### Working data:

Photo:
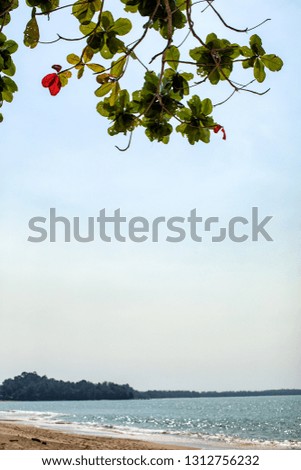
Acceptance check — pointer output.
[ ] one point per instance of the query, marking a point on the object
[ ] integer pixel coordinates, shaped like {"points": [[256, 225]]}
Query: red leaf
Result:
{"points": [[48, 79], [218, 128], [56, 67], [53, 82]]}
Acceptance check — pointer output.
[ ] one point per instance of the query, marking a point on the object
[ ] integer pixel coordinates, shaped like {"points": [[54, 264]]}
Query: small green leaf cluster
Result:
{"points": [[6, 6], [162, 103], [7, 70], [46, 6], [258, 59], [7, 48], [164, 16], [215, 59], [102, 36]]}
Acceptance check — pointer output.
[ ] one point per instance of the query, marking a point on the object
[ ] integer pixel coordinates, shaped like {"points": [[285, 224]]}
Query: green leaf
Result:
{"points": [[256, 45], [73, 59], [10, 70], [7, 96], [272, 62], [115, 92], [103, 78], [96, 68], [104, 89], [107, 20], [259, 72], [207, 107], [122, 26], [64, 77], [10, 46], [87, 28], [88, 54], [80, 72], [246, 51], [10, 85], [172, 57], [31, 33], [118, 66]]}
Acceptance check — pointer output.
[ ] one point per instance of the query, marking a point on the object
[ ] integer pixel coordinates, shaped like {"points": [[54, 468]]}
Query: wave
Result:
{"points": [[55, 420]]}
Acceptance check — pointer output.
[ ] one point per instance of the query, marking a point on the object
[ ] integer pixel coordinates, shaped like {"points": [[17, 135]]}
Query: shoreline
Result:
{"points": [[16, 435]]}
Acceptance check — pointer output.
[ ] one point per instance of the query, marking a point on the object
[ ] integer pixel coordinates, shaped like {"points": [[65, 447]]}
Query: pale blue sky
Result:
{"points": [[156, 315]]}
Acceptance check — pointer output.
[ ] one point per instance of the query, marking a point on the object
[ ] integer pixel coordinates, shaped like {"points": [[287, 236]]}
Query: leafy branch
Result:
{"points": [[164, 102]]}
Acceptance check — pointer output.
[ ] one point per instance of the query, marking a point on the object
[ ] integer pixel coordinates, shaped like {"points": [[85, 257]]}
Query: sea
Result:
{"points": [[205, 423]]}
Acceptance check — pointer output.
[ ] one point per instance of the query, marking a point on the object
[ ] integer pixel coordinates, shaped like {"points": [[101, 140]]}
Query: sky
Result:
{"points": [[157, 315]]}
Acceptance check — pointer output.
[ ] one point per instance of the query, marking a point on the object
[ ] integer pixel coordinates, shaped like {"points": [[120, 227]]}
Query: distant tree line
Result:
{"points": [[29, 386]]}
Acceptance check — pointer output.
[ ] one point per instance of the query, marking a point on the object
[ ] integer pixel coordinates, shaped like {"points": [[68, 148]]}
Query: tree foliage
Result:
{"points": [[169, 97]]}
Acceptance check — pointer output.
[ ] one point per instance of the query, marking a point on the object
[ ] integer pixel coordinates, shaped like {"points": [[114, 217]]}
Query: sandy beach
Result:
{"points": [[23, 437]]}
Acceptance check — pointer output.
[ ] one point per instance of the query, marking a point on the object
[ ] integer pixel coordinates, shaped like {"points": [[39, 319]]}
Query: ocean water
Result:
{"points": [[208, 423]]}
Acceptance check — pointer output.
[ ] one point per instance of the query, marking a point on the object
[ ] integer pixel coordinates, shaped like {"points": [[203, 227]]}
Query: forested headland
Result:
{"points": [[29, 386]]}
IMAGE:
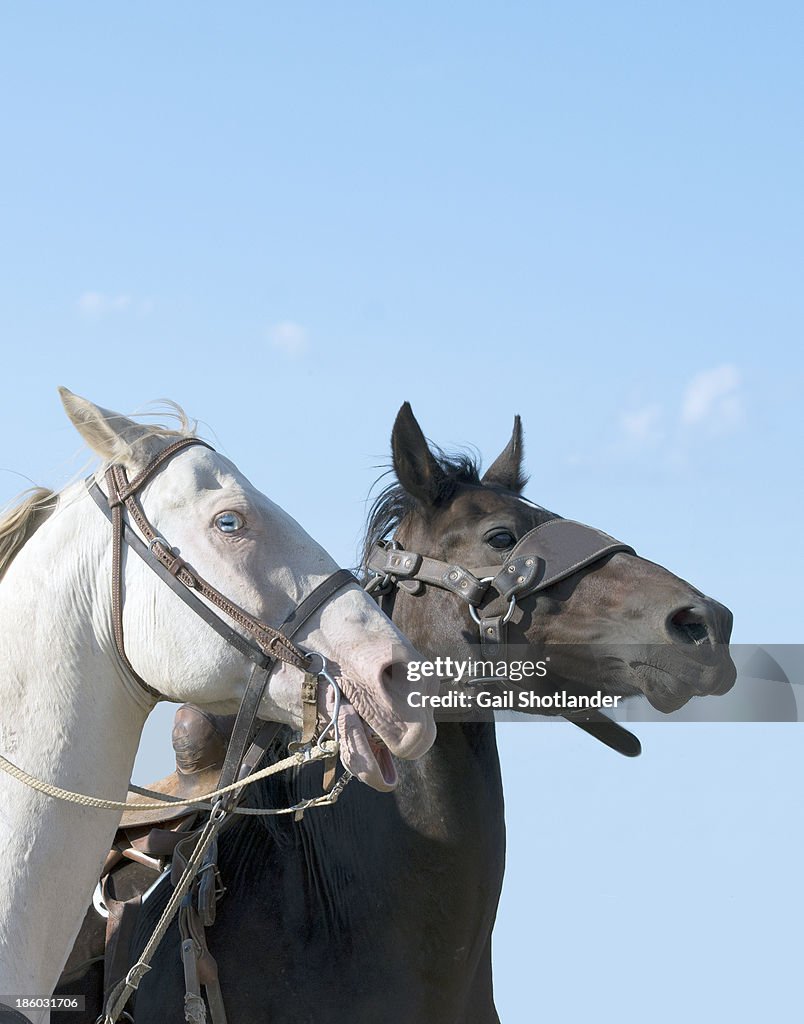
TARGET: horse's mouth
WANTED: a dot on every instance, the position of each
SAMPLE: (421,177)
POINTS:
(363,752)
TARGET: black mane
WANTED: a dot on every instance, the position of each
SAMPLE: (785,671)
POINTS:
(393,503)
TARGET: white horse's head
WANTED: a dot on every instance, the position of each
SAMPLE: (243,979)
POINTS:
(259,557)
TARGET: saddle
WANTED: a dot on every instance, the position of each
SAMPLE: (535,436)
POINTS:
(200,741)
(151,839)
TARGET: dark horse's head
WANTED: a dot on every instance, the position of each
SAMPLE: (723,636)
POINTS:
(622,624)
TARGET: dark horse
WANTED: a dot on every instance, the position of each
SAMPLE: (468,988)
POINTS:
(381,908)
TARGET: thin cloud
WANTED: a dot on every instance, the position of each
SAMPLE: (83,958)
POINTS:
(713,398)
(289,338)
(642,426)
(94,305)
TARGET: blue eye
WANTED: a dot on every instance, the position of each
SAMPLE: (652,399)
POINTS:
(228,522)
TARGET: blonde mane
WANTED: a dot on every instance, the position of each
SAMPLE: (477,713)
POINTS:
(31,510)
(27,513)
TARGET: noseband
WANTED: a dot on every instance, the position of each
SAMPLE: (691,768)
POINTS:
(544,556)
(263,645)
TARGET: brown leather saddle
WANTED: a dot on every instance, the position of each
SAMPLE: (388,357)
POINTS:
(150,840)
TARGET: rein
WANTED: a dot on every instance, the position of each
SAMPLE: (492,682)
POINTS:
(542,557)
(264,646)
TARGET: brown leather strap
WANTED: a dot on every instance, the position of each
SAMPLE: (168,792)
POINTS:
(247,715)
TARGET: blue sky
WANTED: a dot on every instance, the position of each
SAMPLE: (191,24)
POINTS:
(291,218)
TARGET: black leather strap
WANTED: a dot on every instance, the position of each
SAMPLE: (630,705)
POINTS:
(314,599)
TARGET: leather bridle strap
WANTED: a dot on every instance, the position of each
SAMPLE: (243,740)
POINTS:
(542,557)
(264,645)
(237,757)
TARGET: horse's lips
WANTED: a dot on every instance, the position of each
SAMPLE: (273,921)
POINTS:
(362,752)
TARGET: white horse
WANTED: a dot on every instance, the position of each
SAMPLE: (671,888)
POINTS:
(72,713)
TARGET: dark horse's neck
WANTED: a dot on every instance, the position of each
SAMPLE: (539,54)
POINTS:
(378,908)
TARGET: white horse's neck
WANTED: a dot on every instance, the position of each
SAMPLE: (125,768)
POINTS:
(68,717)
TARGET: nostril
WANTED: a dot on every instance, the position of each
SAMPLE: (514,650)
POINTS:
(689,626)
(393,676)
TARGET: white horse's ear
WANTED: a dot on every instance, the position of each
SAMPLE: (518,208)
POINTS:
(112,435)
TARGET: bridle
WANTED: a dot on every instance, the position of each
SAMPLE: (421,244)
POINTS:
(264,645)
(544,556)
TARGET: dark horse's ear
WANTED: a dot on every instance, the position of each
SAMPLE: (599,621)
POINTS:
(506,470)
(414,463)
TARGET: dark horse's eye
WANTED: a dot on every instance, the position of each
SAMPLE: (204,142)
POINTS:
(501,540)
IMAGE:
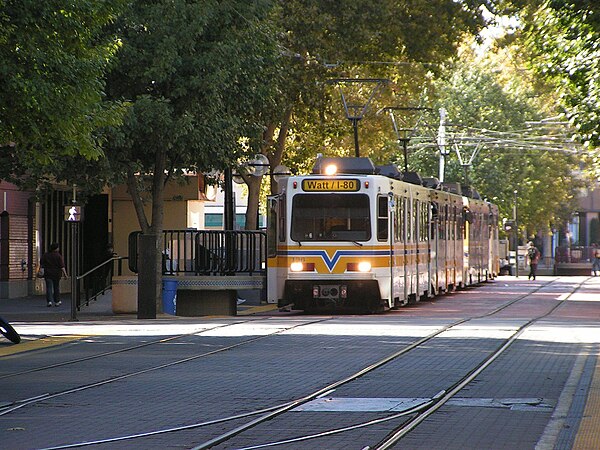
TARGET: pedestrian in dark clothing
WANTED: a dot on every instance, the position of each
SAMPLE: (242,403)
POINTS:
(108,268)
(533,256)
(54,268)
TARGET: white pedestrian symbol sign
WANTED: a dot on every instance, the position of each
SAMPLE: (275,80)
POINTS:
(73,213)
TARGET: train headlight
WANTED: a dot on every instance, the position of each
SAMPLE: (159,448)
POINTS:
(331,169)
(364,266)
(299,266)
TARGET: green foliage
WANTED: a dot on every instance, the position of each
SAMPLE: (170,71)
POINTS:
(563,42)
(477,100)
(54,56)
(194,75)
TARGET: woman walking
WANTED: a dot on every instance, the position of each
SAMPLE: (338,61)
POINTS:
(54,268)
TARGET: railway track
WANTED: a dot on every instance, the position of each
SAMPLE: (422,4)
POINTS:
(404,421)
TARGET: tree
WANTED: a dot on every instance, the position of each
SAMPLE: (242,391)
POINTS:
(193,74)
(493,94)
(54,57)
(562,39)
(401,41)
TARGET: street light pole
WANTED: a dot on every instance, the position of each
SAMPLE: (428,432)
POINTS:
(516,235)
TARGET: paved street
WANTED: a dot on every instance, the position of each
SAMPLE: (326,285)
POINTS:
(119,382)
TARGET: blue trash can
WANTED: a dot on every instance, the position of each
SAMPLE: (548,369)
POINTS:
(170,296)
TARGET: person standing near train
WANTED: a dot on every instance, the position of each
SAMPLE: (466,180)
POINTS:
(595,260)
(533,256)
(54,268)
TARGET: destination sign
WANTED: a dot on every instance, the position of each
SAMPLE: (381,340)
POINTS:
(336,184)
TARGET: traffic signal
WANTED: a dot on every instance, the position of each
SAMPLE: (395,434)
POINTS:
(508,225)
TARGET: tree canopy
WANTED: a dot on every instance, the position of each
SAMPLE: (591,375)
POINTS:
(54,59)
(562,39)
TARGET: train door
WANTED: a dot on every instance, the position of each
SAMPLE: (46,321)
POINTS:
(457,244)
(400,269)
(423,247)
(434,248)
(385,224)
(276,264)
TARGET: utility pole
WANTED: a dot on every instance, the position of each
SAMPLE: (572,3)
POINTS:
(442,144)
(516,236)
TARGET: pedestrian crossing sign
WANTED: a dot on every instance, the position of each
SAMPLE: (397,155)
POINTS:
(73,213)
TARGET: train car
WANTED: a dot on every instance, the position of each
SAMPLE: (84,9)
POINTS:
(358,238)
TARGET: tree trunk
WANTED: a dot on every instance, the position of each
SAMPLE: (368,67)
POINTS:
(150,246)
(275,157)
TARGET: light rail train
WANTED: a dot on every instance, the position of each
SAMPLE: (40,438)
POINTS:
(355,237)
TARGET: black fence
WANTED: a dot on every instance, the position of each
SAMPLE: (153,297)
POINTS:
(208,252)
(95,282)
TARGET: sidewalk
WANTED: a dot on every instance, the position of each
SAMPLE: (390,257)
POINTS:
(34,309)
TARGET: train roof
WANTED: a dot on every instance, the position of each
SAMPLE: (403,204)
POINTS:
(365,166)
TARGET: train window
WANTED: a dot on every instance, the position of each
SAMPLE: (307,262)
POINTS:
(330,217)
(423,222)
(272,228)
(382,218)
(281,219)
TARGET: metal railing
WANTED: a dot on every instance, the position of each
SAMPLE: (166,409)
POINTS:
(96,281)
(574,255)
(208,252)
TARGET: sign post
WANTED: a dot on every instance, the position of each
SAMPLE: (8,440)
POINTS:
(74,214)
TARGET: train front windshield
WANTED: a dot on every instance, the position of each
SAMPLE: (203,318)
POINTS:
(331,217)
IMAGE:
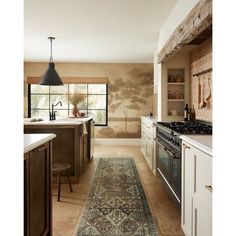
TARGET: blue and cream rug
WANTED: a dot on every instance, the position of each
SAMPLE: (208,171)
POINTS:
(117,204)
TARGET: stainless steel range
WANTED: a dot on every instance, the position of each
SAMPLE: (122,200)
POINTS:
(168,146)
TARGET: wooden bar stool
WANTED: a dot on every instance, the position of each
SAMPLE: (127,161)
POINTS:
(59,169)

### Your goal:
Starting at the line with "TARGET: traffic signal" and ending at the line with "SAMPLE: (572,3)", print each line of the listing above exactly, with no other lines.

### Your response:
TARGET: traffic signal
WANTED: a dot on every instance, the position of each
SAMPLE: (395,434)
POINTS:
(508,225)
TARGET: tree canopy
WANTED: a dot on every instance, the position of each
SAMPLE: (591,375)
POINTS:
(54,59)
(562,39)
TARGET: train door
WANTED: a dot on every instance, the position of each
SAMPLE: (46,321)
POINTS:
(457,244)
(400,269)
(423,247)
(434,248)
(385,224)
(276,264)
TARGET: utility pole
WANTED: a dot on every instance, the position of each
SAMPLE: (572,3)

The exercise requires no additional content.